Desde o início da guerra na Ucrânia que o Portal Anarquista defende o fim da guerra e considera que, num conflito deste género, nunca os trabalhadores e o povo em geral sairão como vencedores. No entanto, também percebemos que a ocupação da Ucrânia pela Rússia significará um aumento da violência sobre as populações, nomeadamente dos sectores mais activos e progressivos da sociedade ucraniana. Por isso, defendendo todos os que num ou noutro dos lados recusam a guerra, desertam ou fazem actos de sabotagem anti-guerra, o Portal Anarquista considera também que os anarquistas ucranianos que decidiram combater e defender as casas, as cidades, os territórios em que habitam e em que vivem, merecem todo o apoio dos libertários. Não foi a Ucrânia que invadiu a Rússia. Foi a Rússia que, unilateralmente, invadiu a Ucrânia. A guerra que os ucranianos estão a fazer é uma guerra de resistência contra um invasor externo. Por isso, em todos os casos em que os anarquistas ucranianos decidiram pegar em armas e defender-se, tiveram e têm o nosso apoio e solidariedade. Tal como aqueles que apelam à paz e à necessidade de uma saída negociada do conflito, sem que isso tenha que significar a total entrega do território ucraniano à Rússia, de forma a saciar a sua vontade imperialista.
MENSAGEM DE ANTON TSAK PUBLICADA A 17/1/2023 NO JORNAL FRANCÊS “LE MONDE LIBERTAIRE”
Artigo escrito por um camarada francófono, que está na Ucrânia desde o início da guerra para colaborar na “Operação Solidariedade” e depois nos “Coletivos Solidariedade”.
Olá camaradas,
Tentarei apresentar-vos aquilo que se pensa atualmente na Ucrânia. Como sabem, a Rússia de Putin lançou uma invasão total em fevereiro passado e, como alguns também saberão, já em 2014 tinha acontecido uma anexação de zonas do leste da Ucrânia também pela Rússia.
O que é mais raro saber-se é o facto de existir um movimento libertário na Ucrânia, e isto depois de 2014, quando a sociedade ucraniana optou por se aproximar da Europa e afastar-se da Rússia, após os acontecimentos conhecidos como Euro-Maidan. No movimento antiautoritário, discutiram-se as diferentes formas de reagir perante uma invasão que se sabia ir acontecer, mais tarde ou mais cedo. E que, por fim, começou a 24 de fevereiro de 2022.

**Material:**

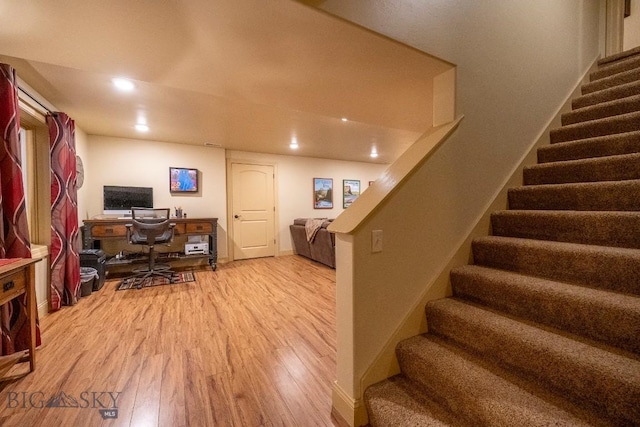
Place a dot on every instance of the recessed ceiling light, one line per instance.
(124, 85)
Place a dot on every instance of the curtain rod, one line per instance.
(35, 100)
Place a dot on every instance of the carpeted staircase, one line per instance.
(544, 328)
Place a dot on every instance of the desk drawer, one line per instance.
(199, 227)
(109, 231)
(12, 285)
(179, 228)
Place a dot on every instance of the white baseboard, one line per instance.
(43, 309)
(352, 411)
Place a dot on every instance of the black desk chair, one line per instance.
(149, 227)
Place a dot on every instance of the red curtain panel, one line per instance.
(14, 232)
(65, 260)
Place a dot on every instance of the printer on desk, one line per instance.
(195, 246)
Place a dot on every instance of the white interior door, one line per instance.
(253, 210)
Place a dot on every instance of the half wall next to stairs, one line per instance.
(544, 327)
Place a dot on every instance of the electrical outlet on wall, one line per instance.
(376, 241)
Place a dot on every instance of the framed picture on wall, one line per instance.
(183, 180)
(350, 191)
(322, 193)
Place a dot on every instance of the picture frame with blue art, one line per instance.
(183, 180)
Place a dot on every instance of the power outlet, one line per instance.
(376, 241)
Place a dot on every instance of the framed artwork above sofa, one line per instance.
(322, 193)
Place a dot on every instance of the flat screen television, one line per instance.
(118, 200)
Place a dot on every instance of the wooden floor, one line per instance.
(252, 344)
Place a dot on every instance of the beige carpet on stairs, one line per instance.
(544, 328)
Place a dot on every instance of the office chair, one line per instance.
(150, 226)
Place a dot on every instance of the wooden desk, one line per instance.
(18, 278)
(96, 230)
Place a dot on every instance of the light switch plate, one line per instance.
(376, 241)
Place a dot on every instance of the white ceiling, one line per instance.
(242, 74)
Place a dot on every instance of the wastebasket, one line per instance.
(87, 276)
(95, 258)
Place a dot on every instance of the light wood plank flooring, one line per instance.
(252, 344)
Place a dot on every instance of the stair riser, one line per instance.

**A fazer:**
Segundo o documento de origem, em que data começou a invasão da Ucrânia que o movimento antiautoritário sabia que ia acontecer?

**Resposta completa:**
Começou a 24 de fevereiro de 2022.